## Information provided:
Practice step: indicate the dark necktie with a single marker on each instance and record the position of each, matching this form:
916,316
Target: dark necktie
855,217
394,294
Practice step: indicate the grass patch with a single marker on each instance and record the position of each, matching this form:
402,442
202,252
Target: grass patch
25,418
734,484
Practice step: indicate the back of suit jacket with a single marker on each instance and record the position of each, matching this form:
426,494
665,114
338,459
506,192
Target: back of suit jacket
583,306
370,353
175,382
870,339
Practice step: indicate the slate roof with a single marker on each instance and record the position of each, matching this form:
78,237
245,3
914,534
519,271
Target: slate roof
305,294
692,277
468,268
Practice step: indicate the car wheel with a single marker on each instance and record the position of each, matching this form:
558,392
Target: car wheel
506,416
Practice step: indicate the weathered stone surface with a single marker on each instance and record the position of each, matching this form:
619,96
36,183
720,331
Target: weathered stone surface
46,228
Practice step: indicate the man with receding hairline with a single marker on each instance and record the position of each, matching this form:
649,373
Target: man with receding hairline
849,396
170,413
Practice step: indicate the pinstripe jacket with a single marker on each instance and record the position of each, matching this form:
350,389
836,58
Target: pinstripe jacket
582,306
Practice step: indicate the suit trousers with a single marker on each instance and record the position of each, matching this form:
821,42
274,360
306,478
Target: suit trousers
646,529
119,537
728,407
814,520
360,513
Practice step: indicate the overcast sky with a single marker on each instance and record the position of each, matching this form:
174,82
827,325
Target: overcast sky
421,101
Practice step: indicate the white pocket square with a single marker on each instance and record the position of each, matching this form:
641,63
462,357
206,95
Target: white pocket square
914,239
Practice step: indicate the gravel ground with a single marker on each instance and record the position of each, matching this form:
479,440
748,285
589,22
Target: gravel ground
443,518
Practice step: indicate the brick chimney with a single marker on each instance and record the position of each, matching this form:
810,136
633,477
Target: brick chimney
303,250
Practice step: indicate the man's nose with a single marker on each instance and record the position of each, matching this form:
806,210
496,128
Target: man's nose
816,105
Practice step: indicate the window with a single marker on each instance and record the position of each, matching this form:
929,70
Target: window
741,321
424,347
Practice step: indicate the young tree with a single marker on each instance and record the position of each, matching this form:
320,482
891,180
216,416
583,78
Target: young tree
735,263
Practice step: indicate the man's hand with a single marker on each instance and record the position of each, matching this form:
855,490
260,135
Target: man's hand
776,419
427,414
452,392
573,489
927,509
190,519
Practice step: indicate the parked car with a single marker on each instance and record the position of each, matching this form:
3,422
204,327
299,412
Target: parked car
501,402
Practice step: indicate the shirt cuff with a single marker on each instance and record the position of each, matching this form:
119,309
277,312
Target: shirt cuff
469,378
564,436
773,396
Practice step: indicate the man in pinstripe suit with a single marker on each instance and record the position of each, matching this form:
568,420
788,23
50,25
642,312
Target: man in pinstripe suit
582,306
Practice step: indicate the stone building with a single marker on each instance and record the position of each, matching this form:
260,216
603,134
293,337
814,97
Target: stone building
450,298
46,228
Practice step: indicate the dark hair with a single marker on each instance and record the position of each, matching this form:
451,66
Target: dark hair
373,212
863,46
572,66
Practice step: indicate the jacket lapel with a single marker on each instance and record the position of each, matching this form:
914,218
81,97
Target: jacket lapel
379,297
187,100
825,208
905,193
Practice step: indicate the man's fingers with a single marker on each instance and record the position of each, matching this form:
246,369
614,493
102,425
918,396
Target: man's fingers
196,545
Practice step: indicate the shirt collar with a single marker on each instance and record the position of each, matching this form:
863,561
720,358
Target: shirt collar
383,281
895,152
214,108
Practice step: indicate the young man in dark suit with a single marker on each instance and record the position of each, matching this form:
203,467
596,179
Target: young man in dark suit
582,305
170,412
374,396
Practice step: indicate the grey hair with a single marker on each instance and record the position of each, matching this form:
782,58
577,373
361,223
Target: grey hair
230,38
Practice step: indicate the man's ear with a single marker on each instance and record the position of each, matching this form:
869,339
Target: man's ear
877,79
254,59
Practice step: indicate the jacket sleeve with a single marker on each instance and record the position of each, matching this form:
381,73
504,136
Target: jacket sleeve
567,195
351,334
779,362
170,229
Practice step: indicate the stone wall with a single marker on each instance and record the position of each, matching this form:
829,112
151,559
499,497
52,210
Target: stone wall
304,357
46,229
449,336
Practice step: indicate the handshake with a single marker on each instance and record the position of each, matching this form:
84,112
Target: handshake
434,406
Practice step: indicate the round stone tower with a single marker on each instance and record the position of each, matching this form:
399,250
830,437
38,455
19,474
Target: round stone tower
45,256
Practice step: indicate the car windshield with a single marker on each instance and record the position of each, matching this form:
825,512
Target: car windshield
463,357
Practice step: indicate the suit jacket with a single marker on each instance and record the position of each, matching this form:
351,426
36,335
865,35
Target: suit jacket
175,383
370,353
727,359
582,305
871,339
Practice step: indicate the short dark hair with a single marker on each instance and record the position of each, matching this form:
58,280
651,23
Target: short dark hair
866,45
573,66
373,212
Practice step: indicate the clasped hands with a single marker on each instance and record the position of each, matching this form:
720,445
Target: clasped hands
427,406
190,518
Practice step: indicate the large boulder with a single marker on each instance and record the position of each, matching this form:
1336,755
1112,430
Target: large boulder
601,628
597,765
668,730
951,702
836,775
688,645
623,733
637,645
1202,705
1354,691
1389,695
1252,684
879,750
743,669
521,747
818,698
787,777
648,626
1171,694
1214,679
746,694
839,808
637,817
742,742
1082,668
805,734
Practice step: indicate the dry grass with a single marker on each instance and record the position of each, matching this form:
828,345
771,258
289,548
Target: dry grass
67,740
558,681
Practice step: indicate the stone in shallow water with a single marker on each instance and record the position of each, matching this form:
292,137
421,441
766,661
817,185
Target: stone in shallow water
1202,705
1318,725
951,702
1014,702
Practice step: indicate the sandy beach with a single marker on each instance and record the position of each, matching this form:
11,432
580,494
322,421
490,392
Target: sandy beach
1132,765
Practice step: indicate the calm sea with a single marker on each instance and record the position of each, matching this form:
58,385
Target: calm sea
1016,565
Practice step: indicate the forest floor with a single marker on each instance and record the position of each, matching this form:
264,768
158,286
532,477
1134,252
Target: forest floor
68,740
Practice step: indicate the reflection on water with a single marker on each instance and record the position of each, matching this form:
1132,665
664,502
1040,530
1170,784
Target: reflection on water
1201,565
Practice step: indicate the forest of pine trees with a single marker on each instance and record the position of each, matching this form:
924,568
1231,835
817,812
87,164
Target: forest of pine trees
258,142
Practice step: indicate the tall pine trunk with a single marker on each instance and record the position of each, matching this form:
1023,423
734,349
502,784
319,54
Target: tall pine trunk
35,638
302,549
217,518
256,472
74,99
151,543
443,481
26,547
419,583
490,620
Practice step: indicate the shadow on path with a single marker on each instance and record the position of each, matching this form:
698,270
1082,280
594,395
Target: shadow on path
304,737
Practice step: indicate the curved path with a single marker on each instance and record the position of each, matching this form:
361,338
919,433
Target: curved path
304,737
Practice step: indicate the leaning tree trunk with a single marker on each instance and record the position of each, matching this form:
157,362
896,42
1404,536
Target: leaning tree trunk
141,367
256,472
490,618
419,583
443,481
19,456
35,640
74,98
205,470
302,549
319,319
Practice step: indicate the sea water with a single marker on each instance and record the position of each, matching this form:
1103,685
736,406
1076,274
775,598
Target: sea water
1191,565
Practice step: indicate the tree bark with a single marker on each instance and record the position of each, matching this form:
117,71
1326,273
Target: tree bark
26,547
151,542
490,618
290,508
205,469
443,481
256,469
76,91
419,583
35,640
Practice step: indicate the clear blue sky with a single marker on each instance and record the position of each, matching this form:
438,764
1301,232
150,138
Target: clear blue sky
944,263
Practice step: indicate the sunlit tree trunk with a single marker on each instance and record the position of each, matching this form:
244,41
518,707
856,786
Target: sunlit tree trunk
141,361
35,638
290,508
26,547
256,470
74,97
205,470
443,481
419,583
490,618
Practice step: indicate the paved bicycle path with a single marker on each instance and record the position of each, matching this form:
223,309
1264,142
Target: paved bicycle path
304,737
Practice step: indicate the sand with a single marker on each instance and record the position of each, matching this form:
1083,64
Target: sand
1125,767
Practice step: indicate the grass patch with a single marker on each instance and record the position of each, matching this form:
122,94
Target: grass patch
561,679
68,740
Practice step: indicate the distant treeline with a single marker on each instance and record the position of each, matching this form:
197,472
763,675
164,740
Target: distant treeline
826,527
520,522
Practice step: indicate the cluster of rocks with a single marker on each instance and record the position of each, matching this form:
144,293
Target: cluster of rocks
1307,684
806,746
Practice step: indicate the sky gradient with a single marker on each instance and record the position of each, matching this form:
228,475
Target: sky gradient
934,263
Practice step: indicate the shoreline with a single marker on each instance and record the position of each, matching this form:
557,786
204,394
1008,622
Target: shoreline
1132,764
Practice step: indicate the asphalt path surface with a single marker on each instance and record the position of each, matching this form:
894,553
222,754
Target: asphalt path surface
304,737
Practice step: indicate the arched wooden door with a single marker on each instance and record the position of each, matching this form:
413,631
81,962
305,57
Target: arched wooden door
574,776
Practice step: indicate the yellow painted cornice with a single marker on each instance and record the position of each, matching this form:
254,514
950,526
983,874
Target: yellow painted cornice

## Task to carry out:
Copy out all lines of the listing above that include "yellow".

## Solution to this problem:
Practice step: indicate the yellow painted cornice with a single marker on each instance and record the position of each, matching this form:
Target: yellow painted cornice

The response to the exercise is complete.